## Excerpt
══════════════════════════════

Have you experienced discrimination against you as a woman in your role as bishop?
When I was writing my book Not Without a Struggle: Leadership Development for African American Women in Ministry, I had the opportunity to interview Bishop Leontine T. Kelly, the first black woman elected bishop in the United Methodist Church. She said if you spend your time justifying your call, that will become all you do. I decided long ago that I was not going to spend my ministry trying to justify my call and that I was going to help other women do the same.
Do I experience discrimination? Yes. I think that women who are in nontraditional jobs—whether you are a preacher, a doctor, a lawyer, a cardiovascular surgeon—experience it. You handle that the same way you handle every other objection to your presence. When you are a leader, there are those who will object to being led.
God did not call me as a woman preacher. I am not consecrated as a woman bishop. I was not ordained as a woman itinerant elder. If God had a problem with me being a woman, God would have fixed it before I was born. When I walk in the door, I walk in as a preacher, as a teacher, as a bishop.
I've been the first woman pastor at every congregation where I have served. When you visit a family who is devastated by a crisis, they really don't care if you are a woman. They want to know if you will come and pray with them. They ask: Are you going to be able to say a word to us that will keep us from falling apart? Will you visit my child in jail? Will you come before I have surgery and pray with me? Will you stand with me at the graveside of my mother or my father? They are not questioning your gender. They want you to be God's mouthpiece, God's representative.

══════════════════════════════

## Dataset extract
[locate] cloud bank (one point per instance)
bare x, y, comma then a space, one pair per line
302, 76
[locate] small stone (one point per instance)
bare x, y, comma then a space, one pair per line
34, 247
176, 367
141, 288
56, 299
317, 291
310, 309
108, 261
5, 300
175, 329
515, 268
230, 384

══════════════════════════════

## What to do
(a) In the interview, who is named as the first black woman elected bishop in the United Methodist Church?
(b) Condense the paragraph of the interview beginning "Do I experience discrimination?" into two sentences, keeping its main points.
(c) Carry on the interview from its last sentence, in the same voice and manner.
The rows are separate material, unrelated to the interview above.

## Activity answers
(a) Bishop Leontine T. Kelly.

(b) Yes, discrimination occurs, as it does for women in any nontraditional job, such as preacher, doctor, lawyer or cardiovascular surgeon. It is handled like any other objection to one's presence, since some people will always object to being led.

(c)
You are recognized as a powerful preacher. How do you prepare a sermon?
Preaching is something that you do every day. It is ongoing. I don't say, "It's noon and I am going to go into the office and prepare my sermon." The best sermons will grow out of devotional time with the Lord. God will place a scripture on your heart, a thought on your heart, and then you pursue the research, getting into your commentaries, making sure you have thoroughly researched the text, seeing if there are other texts that speak to this issue. And then you lay it before the Lord and say, "God, what do you want me to say?"
Preaching has to be a part of your prayer life. You cannot just go to the word of God to get a sermon for that week.
What role do you think social media and digital technology should play in faith communities?
Jesus tells us, "Go ye therefore to teach and baptize and make disciples, in the name of the Father, the Son and the Holy Ghost." The Lord tells us to go, but he does not exactly tell us how to go. He does not say, "Go ye therefore and write a book," or "Go ye therefore and build cathedrals in my name with stained glass windows." With all of these new technologies, we have new tools. It is the same message, the same Jesus, the same 66 books for our reference materials, but the delivery method has changed dramatically.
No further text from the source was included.